▶ EXCERPTED PASSAGE:
++++++++

When I was a boy, I couldn’t pronounce her name, but she didn’t care about that. Now I’m not even sure if she remembers it. And that’s a shame because it rolls off your tongue like water in a stream.
Watching her in that sunny room, you see the nurses go by. Now and then they stop and leave some food or steal some clothes or jewelry that she’ll never miss. She doesn’t move, just sits in her own darkness.
Do you think she’s hiding? Do you think she laughs when the nurses come and go?
She used to laugh so often, a merry laugh that would light up your heart if you could hear it now. She taught me to laugh in the face of crises and smile in the face of tragedy. And she always had an illuminating quip at hand, something she managed to balance on warmth, insight, and irony.
Does she relive the decades? Is that what she does in her place in the dark?
You know how time slips away. Does she cling to the years, the lovers, the children, the cousins, and does she remember me?
I remember a picture over the mantel in her warm, frilly house, a picture of her with the ghost she loved but barely knew.
Sixty-five years ago, she lived on Kings Road. She helped the wounded and she cleared the rubble while her young man sailed across the Channel with her picture next to his heart.
She woke up this morning and said his name. In that instant, the clouds cleared and she remembered that he never came back across that channel. Now she sits without a sound, without motion, and no one knows what happens in her mind. No one knows if anything goes on in there at all. She has so much in her life to relive, to wonder about— the way children look into the future and wonder where they’ll land; does she wonder where she flew?
She closes her eyes again and I wonder if she’s gone to hide.
A nurse comes in with ice cream because it’s cold and sweet and easy to eat and says, “Here you go, Valerie.” She says it with care, but it’s different from the name she used yesterday, Victoria, I think it was, and Verona or Virginia the day before and Violet last week.
Her eyes flutter at the name, and it comes back to me.
I remember the boy I was, going to her door and mispronouncing her name. I remember the look on her face. That sparkle in her eye when she took my hand and said, “You can call me anything you like, but my name is Veronica.”
8.1 THE GOOD, THE BAD, AND THE VALUABLE
So far, at this point in each chapter, I’ve conveyed to you how the opening story indicates where the chapter is headed. I’m not doing that this time, other than to tell you that the story of Veronica is mostly fiction. What’s not fiction is about someone else’s grandmother, not mine. You’ll see whose in a few minutes, and you’ll be psyched.

++++++++

▶ REQUIRED TASK 1: Please put the records starting with the line that contains "I'd be grateful if you could outline the white lower" and going on through the line that contains "left=153, top=242, right=191, bottom=295" into a two-column CSV with columns "prompt" and "box". Give one row per instruction, holding its text and its answer, each as one quoted field with line breaks turned into spaces.

▶ Object detection data:
++++++++

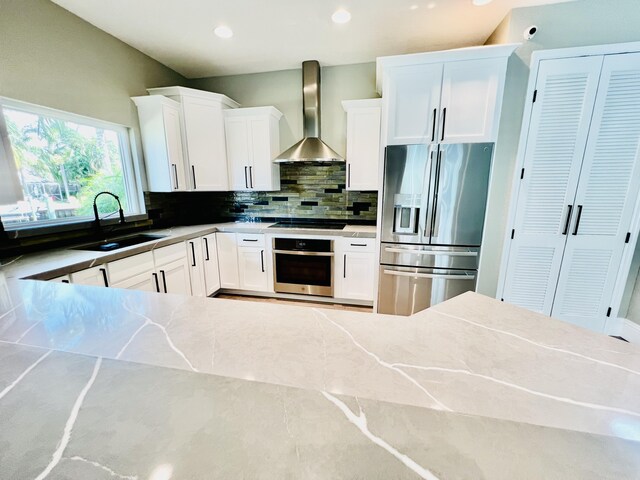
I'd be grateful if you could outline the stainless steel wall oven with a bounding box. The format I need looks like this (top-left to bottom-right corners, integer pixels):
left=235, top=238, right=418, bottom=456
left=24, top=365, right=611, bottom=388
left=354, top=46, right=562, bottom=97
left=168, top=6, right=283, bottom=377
left=273, top=238, right=334, bottom=297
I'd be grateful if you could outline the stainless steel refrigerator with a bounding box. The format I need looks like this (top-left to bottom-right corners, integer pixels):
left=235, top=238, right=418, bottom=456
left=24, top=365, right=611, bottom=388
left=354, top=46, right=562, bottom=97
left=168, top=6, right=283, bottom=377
left=378, top=143, right=493, bottom=315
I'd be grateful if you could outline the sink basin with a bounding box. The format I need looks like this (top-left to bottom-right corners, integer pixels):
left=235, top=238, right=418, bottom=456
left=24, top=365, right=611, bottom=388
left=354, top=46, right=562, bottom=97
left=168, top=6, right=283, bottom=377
left=74, top=234, right=165, bottom=252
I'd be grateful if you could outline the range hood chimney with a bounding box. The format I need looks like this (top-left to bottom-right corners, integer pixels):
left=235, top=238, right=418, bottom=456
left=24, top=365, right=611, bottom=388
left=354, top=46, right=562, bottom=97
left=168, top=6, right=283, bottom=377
left=274, top=60, right=344, bottom=163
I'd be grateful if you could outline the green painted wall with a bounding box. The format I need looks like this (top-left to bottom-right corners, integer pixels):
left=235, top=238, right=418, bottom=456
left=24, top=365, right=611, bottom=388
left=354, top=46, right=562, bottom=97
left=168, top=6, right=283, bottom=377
left=478, top=0, right=640, bottom=296
left=0, top=0, right=186, bottom=191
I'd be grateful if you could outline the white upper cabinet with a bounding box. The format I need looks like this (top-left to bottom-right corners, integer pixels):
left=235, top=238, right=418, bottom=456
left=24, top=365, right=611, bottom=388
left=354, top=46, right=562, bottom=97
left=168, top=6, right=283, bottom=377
left=382, top=64, right=442, bottom=145
left=436, top=58, right=507, bottom=143
left=342, top=98, right=382, bottom=191
left=148, top=87, right=238, bottom=192
left=225, top=107, right=282, bottom=191
left=377, top=45, right=516, bottom=145
left=132, top=96, right=187, bottom=192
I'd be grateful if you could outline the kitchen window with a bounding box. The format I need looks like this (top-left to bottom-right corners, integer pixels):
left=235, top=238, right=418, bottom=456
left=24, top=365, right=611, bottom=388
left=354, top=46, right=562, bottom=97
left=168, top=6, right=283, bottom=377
left=0, top=99, right=144, bottom=230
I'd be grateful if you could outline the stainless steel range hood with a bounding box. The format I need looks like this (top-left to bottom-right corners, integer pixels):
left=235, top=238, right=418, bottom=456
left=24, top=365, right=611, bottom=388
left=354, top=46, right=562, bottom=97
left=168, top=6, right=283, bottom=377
left=274, top=60, right=344, bottom=163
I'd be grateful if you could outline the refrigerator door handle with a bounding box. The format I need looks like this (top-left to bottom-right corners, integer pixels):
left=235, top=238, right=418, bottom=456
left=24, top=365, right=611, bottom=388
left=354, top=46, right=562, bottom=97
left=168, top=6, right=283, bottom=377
left=431, top=108, right=438, bottom=142
left=424, top=145, right=438, bottom=236
left=382, top=269, right=476, bottom=280
left=430, top=148, right=442, bottom=237
left=384, top=247, right=478, bottom=257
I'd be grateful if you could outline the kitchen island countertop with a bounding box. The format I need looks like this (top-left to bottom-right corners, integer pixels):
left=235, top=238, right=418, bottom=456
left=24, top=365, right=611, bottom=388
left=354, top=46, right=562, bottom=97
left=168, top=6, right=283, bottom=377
left=0, top=280, right=640, bottom=479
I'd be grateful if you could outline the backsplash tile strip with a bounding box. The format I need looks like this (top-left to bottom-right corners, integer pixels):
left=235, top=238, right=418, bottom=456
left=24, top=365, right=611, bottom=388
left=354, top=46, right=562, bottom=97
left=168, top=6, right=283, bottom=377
left=145, top=163, right=378, bottom=224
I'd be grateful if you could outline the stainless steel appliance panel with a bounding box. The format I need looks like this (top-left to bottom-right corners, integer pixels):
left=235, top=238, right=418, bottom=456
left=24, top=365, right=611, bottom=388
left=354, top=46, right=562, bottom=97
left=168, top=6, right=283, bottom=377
left=273, top=238, right=334, bottom=297
left=382, top=145, right=435, bottom=243
left=378, top=265, right=476, bottom=315
left=380, top=243, right=480, bottom=270
left=429, top=143, right=493, bottom=245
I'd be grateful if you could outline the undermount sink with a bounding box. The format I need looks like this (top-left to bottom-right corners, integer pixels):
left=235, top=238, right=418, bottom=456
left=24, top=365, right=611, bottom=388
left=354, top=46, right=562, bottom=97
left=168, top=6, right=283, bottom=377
left=74, top=234, right=165, bottom=252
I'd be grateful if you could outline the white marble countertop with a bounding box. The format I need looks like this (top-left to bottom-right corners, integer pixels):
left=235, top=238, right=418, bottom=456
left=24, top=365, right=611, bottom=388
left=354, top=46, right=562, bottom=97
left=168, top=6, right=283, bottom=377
left=0, top=222, right=376, bottom=280
left=0, top=280, right=640, bottom=480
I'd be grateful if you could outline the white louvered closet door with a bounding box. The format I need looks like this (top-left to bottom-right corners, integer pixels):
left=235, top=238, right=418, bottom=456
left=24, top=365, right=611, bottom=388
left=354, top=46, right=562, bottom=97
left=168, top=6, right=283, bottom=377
left=552, top=53, right=640, bottom=331
left=502, top=56, right=603, bottom=315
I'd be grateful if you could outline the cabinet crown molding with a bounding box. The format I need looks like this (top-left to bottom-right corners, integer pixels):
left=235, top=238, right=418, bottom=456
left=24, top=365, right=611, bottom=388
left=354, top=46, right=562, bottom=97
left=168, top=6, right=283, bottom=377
left=131, top=95, right=180, bottom=108
left=224, top=106, right=283, bottom=120
left=376, top=43, right=521, bottom=94
left=147, top=86, right=240, bottom=108
left=342, top=98, right=382, bottom=111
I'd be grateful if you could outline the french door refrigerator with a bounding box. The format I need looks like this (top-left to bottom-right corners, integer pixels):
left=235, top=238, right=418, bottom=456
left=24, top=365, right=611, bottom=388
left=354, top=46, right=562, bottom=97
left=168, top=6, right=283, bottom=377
left=378, top=143, right=493, bottom=315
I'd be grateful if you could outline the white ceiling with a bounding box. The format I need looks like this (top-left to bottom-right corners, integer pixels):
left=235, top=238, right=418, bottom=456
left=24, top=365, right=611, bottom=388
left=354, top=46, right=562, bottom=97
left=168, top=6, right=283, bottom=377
left=53, top=0, right=571, bottom=78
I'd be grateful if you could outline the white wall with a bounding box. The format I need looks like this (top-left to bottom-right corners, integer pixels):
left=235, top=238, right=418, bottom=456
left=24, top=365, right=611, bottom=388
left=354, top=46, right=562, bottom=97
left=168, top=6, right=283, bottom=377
left=478, top=0, right=640, bottom=296
left=190, top=63, right=378, bottom=156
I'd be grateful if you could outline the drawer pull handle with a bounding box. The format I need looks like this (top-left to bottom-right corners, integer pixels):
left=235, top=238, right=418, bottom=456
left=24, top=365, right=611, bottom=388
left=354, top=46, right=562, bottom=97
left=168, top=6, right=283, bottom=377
left=100, top=268, right=109, bottom=287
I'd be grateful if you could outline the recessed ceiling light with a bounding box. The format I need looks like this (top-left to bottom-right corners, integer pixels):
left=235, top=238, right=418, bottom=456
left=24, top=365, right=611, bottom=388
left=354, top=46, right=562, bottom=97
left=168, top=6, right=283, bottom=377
left=331, top=8, right=351, bottom=23
left=213, top=25, right=233, bottom=38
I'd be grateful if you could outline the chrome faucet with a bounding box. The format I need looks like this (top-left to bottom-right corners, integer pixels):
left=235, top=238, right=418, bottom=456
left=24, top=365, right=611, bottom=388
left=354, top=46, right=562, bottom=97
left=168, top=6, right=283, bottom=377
left=93, top=191, right=125, bottom=232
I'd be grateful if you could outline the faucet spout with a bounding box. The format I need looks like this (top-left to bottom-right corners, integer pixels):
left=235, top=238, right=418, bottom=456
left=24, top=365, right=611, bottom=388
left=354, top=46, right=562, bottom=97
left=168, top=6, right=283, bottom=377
left=93, top=190, right=125, bottom=231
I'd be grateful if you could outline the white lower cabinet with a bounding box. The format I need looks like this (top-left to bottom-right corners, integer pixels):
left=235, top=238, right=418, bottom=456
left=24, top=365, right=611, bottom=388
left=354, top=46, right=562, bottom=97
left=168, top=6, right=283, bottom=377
left=108, top=252, right=159, bottom=292
left=202, top=233, right=220, bottom=296
left=238, top=247, right=269, bottom=292
left=71, top=265, right=109, bottom=287
left=157, top=258, right=191, bottom=295
left=110, top=270, right=159, bottom=292
left=334, top=238, right=376, bottom=301
left=187, top=238, right=207, bottom=297
left=216, top=232, right=240, bottom=288
left=153, top=242, right=191, bottom=295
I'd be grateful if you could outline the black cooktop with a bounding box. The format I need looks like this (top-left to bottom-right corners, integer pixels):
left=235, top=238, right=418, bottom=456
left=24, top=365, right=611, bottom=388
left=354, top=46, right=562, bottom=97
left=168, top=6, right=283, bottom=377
left=269, top=222, right=347, bottom=230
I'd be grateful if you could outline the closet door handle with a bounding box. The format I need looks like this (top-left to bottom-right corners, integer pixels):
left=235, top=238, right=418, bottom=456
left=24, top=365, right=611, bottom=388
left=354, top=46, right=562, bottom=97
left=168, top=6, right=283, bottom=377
left=171, top=163, right=180, bottom=190
left=189, top=242, right=196, bottom=267
left=203, top=237, right=209, bottom=262
left=431, top=108, right=438, bottom=142
left=573, top=205, right=582, bottom=235
left=562, top=205, right=573, bottom=235
left=100, top=268, right=109, bottom=287
left=160, top=270, right=169, bottom=293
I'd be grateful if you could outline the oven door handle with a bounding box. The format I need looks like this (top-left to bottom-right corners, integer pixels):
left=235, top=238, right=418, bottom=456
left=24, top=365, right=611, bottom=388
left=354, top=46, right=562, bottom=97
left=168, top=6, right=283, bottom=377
left=384, top=247, right=478, bottom=257
left=383, top=269, right=476, bottom=280
left=273, top=250, right=334, bottom=257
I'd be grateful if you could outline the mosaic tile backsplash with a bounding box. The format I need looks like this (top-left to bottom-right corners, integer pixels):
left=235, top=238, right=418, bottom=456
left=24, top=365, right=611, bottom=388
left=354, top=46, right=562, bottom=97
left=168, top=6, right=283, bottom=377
left=147, top=163, right=378, bottom=224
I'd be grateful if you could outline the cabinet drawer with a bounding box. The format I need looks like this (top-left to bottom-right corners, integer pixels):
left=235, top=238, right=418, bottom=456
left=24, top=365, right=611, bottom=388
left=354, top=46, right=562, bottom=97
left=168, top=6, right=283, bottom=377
left=236, top=233, right=264, bottom=247
left=153, top=242, right=187, bottom=267
left=341, top=238, right=376, bottom=252
left=109, top=252, right=154, bottom=284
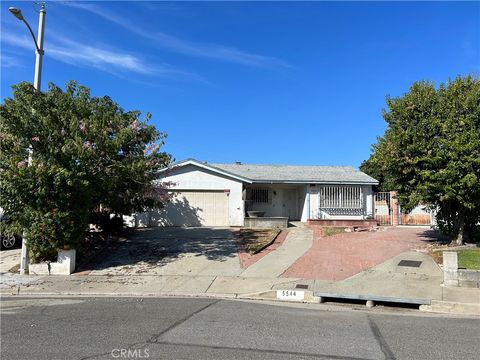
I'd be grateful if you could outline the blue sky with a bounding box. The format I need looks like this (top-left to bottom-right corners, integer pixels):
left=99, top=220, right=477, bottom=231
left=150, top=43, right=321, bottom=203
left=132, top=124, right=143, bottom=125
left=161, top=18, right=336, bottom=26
left=0, top=1, right=480, bottom=166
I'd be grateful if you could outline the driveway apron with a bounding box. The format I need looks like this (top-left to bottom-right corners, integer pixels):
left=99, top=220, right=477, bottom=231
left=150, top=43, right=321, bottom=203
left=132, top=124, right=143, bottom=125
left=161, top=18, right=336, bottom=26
left=240, top=227, right=313, bottom=278
left=91, top=228, right=242, bottom=276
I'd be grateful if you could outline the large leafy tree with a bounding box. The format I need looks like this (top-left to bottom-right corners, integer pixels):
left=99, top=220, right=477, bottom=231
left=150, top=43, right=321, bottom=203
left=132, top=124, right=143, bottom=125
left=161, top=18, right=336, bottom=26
left=0, top=82, right=170, bottom=260
left=361, top=76, right=480, bottom=244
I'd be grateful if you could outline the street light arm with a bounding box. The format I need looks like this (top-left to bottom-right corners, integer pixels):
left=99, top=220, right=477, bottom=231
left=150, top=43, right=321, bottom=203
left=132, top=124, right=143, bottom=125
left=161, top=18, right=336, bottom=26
left=22, top=19, right=43, bottom=55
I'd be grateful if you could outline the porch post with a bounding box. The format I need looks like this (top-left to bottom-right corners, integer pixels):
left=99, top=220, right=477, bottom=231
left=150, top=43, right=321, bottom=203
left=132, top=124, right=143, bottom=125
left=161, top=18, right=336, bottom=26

++++++++

▶ REQUIRED TASK 2: Sum up the passage about Veronica in two sentences.

▶ EXERCISE RESULT 1:
prompt,box
"I'd be grateful if you could outline the white lower cabinet with a bounding box. The format I need looks like this (top-left to bottom-right corners, integer pixels): left=235, top=238, right=418, bottom=456 left=24, top=365, right=611, bottom=388 left=354, top=46, right=562, bottom=97 left=168, top=6, right=283, bottom=377","left=108, top=252, right=159, bottom=292 left=202, top=233, right=220, bottom=296 left=238, top=247, right=269, bottom=292 left=71, top=265, right=109, bottom=287 left=157, top=258, right=191, bottom=295 left=110, top=270, right=159, bottom=292 left=334, top=238, right=376, bottom=301 left=187, top=238, right=207, bottom=297 left=216, top=232, right=240, bottom=288 left=153, top=242, right=191, bottom=295"

▶ EXERCISE RESULT 2: A narrator watches a silent, motionless woman in a sunny room, recalling her merry laugh and wit and wondering whether she relives the past, including the young man who sailed across the Channel and never came back. When a nurse calls her by a wrong name, her eyes flutter, and the narrator remembers being a boy who mispronounced her name until she said it was Veronica.